▸ **Instructions for the task**: Revise the rows between the lines holding "Is any dark tile" and "181, 590, 281]]", inclusive, so that "dark tile roof" becomes "slate roof", leaving everything else unchanged. Give only those lines.

** start of Input data **

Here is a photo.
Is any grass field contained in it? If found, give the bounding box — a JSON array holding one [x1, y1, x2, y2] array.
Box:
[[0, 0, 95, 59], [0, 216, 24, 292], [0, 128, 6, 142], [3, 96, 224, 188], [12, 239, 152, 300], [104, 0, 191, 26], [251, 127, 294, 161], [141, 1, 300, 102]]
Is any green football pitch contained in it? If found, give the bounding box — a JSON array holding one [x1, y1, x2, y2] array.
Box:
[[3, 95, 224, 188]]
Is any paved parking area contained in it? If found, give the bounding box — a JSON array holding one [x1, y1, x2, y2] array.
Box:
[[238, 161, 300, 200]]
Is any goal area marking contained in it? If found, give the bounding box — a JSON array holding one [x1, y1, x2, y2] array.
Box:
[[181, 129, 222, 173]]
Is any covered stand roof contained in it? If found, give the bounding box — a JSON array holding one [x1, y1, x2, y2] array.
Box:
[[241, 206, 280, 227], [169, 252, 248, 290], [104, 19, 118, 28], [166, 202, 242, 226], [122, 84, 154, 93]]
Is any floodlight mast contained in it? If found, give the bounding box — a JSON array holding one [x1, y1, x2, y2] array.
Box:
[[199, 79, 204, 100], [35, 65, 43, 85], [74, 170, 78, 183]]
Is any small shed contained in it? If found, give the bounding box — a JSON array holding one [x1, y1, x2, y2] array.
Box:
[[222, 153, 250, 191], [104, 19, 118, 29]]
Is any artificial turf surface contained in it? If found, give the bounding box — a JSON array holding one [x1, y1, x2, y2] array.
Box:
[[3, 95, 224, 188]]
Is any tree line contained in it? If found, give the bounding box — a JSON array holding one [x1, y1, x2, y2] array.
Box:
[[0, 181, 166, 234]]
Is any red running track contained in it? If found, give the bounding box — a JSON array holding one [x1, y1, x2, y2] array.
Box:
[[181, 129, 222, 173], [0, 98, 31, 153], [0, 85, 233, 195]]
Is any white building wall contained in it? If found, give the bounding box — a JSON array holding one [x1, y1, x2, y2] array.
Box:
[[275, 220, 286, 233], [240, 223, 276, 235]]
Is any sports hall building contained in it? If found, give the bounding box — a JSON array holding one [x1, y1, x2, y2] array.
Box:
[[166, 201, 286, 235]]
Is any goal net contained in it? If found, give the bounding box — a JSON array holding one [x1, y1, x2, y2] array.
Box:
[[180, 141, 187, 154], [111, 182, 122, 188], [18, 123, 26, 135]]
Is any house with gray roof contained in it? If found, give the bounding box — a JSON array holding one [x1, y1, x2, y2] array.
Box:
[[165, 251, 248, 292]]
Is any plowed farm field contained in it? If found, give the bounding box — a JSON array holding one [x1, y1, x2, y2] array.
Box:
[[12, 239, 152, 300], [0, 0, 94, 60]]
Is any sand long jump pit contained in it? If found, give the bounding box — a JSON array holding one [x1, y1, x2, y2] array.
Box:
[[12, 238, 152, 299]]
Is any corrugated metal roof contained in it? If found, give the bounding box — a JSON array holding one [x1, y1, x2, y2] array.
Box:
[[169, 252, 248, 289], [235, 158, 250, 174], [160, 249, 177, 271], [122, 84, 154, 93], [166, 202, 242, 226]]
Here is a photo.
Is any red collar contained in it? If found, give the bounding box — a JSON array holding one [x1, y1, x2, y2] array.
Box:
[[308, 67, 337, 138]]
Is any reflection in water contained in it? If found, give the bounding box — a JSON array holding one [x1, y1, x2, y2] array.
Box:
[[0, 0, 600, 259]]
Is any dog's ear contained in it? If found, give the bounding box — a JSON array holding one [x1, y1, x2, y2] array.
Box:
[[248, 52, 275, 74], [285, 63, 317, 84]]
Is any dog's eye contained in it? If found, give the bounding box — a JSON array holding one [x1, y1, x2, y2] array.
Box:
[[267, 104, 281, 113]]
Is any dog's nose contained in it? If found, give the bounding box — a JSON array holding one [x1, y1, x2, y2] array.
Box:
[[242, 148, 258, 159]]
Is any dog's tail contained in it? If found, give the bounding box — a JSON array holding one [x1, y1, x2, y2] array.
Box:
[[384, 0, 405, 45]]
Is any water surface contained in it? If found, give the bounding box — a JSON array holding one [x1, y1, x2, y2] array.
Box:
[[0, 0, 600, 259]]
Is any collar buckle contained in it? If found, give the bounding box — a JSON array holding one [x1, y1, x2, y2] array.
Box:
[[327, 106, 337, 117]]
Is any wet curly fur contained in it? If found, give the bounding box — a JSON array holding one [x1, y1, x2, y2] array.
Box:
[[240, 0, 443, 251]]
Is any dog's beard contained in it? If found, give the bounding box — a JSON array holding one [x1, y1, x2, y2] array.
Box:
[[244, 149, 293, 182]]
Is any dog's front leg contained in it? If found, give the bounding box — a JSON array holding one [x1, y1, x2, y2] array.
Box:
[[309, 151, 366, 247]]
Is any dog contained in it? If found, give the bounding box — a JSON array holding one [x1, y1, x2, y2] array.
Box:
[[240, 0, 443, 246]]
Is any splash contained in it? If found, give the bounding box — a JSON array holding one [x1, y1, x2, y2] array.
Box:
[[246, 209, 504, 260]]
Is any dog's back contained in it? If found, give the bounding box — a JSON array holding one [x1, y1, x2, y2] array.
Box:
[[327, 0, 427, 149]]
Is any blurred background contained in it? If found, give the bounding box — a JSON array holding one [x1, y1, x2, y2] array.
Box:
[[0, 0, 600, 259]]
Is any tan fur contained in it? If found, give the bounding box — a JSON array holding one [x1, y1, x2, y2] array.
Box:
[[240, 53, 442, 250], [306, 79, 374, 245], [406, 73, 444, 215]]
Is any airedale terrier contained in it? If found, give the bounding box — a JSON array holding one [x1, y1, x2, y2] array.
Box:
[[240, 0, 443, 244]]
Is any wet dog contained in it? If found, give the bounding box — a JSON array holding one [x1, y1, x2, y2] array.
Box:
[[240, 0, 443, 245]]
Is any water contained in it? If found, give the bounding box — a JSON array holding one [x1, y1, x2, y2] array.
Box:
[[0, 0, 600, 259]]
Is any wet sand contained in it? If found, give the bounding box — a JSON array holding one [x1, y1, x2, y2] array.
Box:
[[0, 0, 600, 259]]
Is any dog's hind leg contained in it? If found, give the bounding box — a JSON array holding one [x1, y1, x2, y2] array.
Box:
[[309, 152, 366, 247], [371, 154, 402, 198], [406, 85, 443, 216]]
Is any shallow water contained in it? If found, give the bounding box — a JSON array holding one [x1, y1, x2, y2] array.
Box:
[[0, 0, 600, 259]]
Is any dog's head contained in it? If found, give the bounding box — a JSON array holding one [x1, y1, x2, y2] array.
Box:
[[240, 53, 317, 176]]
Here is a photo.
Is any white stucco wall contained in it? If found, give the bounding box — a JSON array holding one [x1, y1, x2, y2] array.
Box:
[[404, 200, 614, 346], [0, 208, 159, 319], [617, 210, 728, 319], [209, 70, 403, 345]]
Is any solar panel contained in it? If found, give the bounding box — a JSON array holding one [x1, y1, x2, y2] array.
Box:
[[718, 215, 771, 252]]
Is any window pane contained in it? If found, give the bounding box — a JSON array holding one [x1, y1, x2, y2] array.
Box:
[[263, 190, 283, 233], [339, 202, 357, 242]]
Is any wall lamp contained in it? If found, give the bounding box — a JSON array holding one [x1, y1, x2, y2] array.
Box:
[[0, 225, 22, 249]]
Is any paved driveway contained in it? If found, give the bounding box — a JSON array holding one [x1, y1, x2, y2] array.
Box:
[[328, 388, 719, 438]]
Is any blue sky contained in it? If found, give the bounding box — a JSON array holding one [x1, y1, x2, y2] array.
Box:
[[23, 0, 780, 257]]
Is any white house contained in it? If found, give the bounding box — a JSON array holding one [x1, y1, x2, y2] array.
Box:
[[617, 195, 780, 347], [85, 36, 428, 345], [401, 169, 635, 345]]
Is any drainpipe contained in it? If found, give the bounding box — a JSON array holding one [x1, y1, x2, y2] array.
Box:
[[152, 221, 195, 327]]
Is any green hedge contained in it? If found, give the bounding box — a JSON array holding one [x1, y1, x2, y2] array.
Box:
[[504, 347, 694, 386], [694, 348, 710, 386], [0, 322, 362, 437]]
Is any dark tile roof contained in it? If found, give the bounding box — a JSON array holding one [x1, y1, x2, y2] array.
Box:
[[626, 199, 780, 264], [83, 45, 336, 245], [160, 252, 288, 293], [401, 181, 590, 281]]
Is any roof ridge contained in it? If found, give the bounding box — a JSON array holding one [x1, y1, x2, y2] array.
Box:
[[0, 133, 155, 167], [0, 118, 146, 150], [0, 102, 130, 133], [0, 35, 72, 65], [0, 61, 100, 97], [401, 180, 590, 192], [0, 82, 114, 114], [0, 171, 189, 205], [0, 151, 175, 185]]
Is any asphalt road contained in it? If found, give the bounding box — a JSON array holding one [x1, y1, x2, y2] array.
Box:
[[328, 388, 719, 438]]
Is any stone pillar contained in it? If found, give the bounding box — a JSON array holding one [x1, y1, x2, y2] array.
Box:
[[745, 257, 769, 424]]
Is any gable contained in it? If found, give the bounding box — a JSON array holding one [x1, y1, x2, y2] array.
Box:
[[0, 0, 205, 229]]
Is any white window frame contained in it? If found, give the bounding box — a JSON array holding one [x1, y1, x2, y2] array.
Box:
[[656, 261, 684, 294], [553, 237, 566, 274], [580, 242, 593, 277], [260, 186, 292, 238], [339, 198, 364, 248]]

** end of Input data **
** start of Input data **

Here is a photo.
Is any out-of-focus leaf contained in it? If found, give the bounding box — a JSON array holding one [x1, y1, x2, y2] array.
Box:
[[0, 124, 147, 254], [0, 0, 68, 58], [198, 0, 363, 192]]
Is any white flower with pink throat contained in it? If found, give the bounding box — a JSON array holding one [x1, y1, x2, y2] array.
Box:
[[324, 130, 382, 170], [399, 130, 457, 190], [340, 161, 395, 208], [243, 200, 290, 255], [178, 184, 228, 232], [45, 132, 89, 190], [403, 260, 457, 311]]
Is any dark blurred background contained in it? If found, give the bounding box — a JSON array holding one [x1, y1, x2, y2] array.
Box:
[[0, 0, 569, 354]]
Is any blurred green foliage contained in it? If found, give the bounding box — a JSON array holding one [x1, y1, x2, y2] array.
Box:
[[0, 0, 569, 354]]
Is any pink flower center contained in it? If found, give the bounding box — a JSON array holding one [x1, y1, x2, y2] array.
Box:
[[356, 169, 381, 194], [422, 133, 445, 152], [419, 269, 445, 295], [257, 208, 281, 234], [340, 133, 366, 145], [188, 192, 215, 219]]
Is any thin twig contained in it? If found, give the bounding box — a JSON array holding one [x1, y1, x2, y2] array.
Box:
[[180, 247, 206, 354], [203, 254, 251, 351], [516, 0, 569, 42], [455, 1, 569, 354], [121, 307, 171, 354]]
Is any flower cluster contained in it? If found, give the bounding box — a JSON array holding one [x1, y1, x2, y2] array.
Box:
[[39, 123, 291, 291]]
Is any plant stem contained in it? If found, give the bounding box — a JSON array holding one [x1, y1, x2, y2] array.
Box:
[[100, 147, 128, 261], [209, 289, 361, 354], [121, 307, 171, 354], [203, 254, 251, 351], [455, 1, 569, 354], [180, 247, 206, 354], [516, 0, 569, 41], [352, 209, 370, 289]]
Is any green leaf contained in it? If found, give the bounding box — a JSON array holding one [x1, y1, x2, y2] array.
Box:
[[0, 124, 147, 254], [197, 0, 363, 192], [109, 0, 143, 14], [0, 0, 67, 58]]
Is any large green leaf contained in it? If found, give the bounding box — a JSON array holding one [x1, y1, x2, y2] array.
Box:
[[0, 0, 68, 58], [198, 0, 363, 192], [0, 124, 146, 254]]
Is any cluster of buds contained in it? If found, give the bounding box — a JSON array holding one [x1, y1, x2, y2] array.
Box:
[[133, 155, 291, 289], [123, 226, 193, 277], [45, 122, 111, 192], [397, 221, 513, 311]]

** end of Input data **

▸ **Correct answer**:
Is any slate roof contained in it? If found, give the bounding box — a JSON array holding one [x1, y1, x2, y2] array.
Box:
[[626, 199, 780, 264], [83, 45, 336, 245], [160, 252, 288, 293], [401, 181, 590, 281]]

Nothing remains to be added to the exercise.